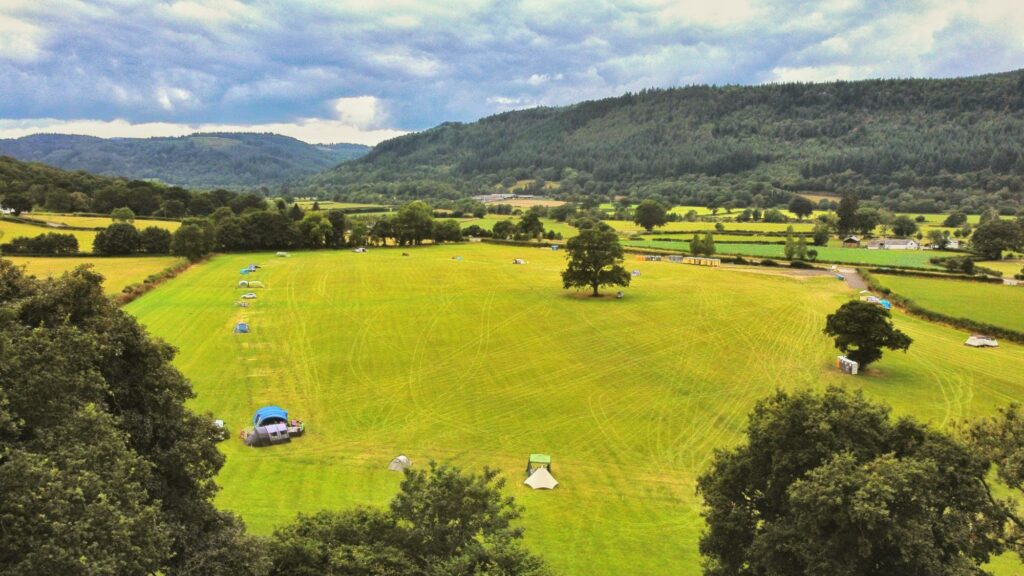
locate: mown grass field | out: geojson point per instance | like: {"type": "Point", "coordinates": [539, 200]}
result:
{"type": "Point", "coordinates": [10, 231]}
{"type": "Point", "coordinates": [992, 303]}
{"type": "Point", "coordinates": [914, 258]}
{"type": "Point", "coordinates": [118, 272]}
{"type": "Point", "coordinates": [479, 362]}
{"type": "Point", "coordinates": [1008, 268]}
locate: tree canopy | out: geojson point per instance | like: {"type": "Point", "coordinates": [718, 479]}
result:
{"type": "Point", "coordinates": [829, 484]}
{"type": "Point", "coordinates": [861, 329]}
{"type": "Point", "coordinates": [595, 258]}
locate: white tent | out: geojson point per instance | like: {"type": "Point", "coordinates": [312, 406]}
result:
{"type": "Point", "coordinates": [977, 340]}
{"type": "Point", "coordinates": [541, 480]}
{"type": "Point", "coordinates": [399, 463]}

...

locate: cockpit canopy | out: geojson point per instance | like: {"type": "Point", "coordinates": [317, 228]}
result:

### Job:
Pull out every line in the records above that contains the word "locate" and copy each one in full.

### The reply:
locate: mown grass field | out: geojson point per instance | like: {"type": "Point", "coordinates": [539, 200]}
locate: tree canopy | out: geojson point per instance | like: {"type": "Point", "coordinates": [718, 479]}
locate: white tent | out: geojson point per instance | like: {"type": "Point", "coordinates": [312, 406]}
locate: cockpit canopy | out: geojson point per instance | like: {"type": "Point", "coordinates": [317, 228]}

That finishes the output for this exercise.